**WHAT THE TASK REQUIRES:**
Locate each line in the rows below that contains the word "terracotta", and copy every such line.

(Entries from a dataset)
** begin **

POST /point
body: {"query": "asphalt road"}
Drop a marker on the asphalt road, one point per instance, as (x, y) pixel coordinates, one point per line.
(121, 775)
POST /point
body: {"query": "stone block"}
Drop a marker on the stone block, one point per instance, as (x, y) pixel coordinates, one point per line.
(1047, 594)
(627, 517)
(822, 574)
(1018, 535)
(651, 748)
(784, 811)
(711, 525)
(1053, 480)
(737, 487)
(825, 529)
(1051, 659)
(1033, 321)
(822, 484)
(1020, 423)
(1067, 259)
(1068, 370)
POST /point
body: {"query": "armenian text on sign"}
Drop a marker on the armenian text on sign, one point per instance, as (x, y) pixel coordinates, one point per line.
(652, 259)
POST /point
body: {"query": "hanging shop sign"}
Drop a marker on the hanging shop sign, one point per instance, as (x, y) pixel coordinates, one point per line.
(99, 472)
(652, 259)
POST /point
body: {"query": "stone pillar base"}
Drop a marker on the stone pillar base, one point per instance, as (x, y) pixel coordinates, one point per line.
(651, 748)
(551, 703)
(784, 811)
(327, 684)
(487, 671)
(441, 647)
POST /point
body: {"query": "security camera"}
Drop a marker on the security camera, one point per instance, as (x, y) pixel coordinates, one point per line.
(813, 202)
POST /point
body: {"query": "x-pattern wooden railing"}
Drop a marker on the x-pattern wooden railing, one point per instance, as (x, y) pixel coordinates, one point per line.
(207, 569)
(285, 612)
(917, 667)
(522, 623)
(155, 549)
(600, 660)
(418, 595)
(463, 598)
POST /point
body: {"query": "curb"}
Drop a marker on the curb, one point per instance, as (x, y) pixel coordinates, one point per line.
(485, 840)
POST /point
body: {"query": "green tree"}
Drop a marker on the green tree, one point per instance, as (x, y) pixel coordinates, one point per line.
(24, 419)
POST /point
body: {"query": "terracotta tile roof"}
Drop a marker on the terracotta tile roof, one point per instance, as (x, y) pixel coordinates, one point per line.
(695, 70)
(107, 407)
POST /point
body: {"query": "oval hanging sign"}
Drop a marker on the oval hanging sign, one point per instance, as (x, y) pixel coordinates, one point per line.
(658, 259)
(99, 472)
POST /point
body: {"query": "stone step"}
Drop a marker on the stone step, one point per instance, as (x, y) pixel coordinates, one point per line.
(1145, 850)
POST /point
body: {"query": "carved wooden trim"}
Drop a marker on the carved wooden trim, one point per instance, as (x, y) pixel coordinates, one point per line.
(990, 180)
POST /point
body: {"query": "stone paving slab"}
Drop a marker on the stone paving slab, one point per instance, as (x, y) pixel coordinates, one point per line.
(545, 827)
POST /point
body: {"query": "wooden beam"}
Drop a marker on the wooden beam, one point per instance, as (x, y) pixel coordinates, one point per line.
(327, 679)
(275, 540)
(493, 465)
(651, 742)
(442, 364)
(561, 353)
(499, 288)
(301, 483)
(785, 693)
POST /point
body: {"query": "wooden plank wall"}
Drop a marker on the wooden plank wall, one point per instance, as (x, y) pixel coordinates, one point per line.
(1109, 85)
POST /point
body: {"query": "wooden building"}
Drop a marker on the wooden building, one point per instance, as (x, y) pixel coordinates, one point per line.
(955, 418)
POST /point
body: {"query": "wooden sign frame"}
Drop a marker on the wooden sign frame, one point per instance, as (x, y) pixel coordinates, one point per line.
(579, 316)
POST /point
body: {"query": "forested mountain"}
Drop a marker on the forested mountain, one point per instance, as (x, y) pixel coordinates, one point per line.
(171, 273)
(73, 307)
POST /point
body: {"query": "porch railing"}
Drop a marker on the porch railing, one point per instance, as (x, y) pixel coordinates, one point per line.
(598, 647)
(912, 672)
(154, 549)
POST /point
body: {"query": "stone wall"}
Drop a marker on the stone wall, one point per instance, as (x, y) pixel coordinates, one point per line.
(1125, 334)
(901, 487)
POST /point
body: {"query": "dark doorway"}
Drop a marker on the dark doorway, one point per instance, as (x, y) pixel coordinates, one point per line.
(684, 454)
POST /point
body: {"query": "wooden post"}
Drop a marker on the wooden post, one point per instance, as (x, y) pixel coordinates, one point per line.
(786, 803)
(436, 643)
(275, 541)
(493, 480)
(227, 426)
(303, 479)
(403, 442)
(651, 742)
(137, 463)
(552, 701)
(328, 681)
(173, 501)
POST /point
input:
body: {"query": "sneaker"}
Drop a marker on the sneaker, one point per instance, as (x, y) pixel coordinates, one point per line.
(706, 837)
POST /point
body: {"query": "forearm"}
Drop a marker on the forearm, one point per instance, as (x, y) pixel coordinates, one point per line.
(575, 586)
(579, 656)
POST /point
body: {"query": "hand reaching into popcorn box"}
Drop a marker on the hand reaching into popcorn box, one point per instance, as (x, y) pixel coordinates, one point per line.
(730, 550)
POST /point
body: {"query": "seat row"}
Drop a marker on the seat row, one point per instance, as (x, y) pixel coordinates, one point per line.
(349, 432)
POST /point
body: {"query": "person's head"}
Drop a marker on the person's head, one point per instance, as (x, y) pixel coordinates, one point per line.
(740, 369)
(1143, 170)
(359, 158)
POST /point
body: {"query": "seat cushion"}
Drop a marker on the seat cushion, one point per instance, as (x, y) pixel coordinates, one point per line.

** end **

**WRITTEN RESPONSE:**
body: {"query": "terracotta tile roof"}
Drop a marker on the terracotta tile roof, one point per instance, as (x, y) pixel coordinates, one point per line.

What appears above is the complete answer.